Start of Data excerpts

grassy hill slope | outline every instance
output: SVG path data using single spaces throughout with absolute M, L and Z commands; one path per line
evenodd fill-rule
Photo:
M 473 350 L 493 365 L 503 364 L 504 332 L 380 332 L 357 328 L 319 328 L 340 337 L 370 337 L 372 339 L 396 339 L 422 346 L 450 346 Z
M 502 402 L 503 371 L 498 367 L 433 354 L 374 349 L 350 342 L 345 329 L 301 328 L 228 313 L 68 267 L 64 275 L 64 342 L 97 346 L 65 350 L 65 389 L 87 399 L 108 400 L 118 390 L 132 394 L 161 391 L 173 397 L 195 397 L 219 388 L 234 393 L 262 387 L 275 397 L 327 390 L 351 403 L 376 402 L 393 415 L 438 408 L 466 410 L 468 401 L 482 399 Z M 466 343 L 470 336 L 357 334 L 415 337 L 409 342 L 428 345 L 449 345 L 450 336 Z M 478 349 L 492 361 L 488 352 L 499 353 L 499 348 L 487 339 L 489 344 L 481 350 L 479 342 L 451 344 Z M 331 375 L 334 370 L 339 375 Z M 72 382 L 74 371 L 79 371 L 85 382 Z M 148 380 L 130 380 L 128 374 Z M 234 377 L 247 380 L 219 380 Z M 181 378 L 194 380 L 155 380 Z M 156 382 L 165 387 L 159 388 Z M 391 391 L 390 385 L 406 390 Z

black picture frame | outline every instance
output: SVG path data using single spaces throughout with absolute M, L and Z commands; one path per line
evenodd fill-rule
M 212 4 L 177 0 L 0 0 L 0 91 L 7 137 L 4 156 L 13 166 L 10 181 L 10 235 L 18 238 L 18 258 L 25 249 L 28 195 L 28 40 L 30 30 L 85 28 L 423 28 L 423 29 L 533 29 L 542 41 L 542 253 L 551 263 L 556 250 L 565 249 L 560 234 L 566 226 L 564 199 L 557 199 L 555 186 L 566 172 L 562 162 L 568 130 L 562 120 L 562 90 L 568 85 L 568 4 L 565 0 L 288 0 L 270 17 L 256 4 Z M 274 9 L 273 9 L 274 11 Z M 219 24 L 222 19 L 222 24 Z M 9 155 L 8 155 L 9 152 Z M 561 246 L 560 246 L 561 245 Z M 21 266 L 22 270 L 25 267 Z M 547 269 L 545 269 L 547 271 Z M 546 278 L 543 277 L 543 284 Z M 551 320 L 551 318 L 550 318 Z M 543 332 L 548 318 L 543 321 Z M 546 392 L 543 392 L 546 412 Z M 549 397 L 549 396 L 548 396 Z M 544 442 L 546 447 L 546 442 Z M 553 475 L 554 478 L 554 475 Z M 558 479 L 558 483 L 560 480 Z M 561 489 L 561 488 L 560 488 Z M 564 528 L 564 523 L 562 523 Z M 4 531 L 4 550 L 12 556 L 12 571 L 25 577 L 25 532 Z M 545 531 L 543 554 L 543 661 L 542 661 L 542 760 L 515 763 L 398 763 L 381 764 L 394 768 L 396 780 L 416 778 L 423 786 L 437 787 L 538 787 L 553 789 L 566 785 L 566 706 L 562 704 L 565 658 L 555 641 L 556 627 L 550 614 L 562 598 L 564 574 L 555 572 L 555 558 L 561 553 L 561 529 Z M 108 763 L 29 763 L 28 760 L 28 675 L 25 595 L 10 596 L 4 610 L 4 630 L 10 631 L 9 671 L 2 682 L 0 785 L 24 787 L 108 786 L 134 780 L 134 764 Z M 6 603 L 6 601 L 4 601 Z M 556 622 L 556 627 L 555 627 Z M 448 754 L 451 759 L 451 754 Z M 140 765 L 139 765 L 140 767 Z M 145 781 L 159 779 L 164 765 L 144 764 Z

End of Data excerpts

__Exercise description__
Copy every row above, keeping each character and line break the same.

__The solution__
grassy hill slope | outline every instance
output: SVG path data using single spaces throughout with absolute M, L and Z commands; one path per line
evenodd fill-rule
Photo:
M 473 350 L 493 365 L 503 364 L 504 332 L 380 332 L 357 328 L 319 328 L 340 337 L 370 337 L 372 339 L 396 339 L 422 346 L 450 346 Z
M 502 402 L 503 371 L 498 367 L 433 354 L 374 349 L 350 342 L 345 329 L 301 328 L 228 313 L 68 267 L 64 275 L 64 342 L 97 346 L 65 350 L 65 389 L 87 399 L 108 400 L 118 390 L 132 394 L 161 391 L 173 397 L 195 397 L 219 388 L 234 393 L 262 387 L 275 397 L 327 390 L 351 403 L 376 402 L 393 415 L 438 408 L 466 410 L 468 401 L 482 399 Z M 466 343 L 470 336 L 357 334 L 415 337 L 409 342 L 428 345 L 449 345 L 450 336 Z M 478 349 L 492 361 L 488 352 L 499 353 L 499 348 L 487 339 L 489 344 L 481 350 L 479 342 L 451 344 Z M 331 375 L 334 370 L 339 375 Z M 72 382 L 74 371 L 79 371 L 85 382 Z M 148 380 L 130 380 L 128 374 Z M 234 377 L 247 380 L 219 380 Z M 181 378 L 194 380 L 155 380 Z M 156 382 L 165 387 L 159 388 Z M 391 391 L 390 385 L 406 390 Z

black picture frame | outline every instance
output: SVG path data using single spaces throughout with absolute M, L and Z commands; one path per line
evenodd fill-rule
M 212 4 L 177 0 L 0 0 L 0 91 L 7 137 L 4 156 L 13 166 L 10 181 L 10 235 L 18 238 L 18 258 L 25 249 L 28 195 L 28 40 L 30 30 L 85 28 L 423 28 L 423 29 L 533 29 L 542 41 L 542 253 L 551 263 L 556 250 L 565 249 L 560 234 L 566 226 L 564 199 L 557 199 L 555 186 L 566 172 L 562 162 L 568 130 L 562 120 L 562 90 L 568 85 L 568 4 L 565 0 L 288 0 L 270 17 L 256 4 Z M 274 9 L 273 9 L 274 11 Z M 219 24 L 222 19 L 222 24 Z M 9 155 L 8 155 L 9 152 Z M 561 246 L 560 246 L 561 245 Z M 21 266 L 22 270 L 25 267 Z M 547 269 L 545 269 L 547 271 Z M 546 278 L 543 277 L 543 284 Z M 551 320 L 551 318 L 550 318 Z M 543 332 L 548 318 L 543 321 Z M 546 392 L 543 392 L 546 412 Z M 549 397 L 549 396 L 548 396 Z M 544 442 L 546 447 L 546 442 Z M 553 475 L 554 478 L 554 475 Z M 558 479 L 558 483 L 560 480 Z M 561 489 L 561 488 L 560 488 Z M 564 528 L 564 523 L 562 523 Z M 4 531 L 4 550 L 12 556 L 12 571 L 25 577 L 25 532 Z M 545 531 L 543 554 L 543 661 L 542 661 L 542 760 L 515 763 L 398 763 L 381 764 L 394 768 L 396 780 L 416 778 L 423 786 L 437 787 L 538 787 L 553 789 L 566 785 L 566 706 L 562 704 L 565 658 L 555 641 L 556 627 L 550 614 L 562 598 L 564 574 L 555 572 L 555 558 L 561 553 L 561 529 Z M 108 763 L 29 763 L 28 760 L 28 675 L 25 595 L 10 596 L 4 610 L 4 630 L 10 631 L 9 671 L 2 682 L 0 785 L 24 787 L 108 786 L 134 780 L 134 764 Z M 6 603 L 6 601 L 4 601 Z M 556 622 L 556 627 L 555 627 Z M 448 754 L 451 759 L 451 754 Z M 140 765 L 139 765 L 140 767 Z M 145 781 L 159 779 L 164 765 L 144 764 Z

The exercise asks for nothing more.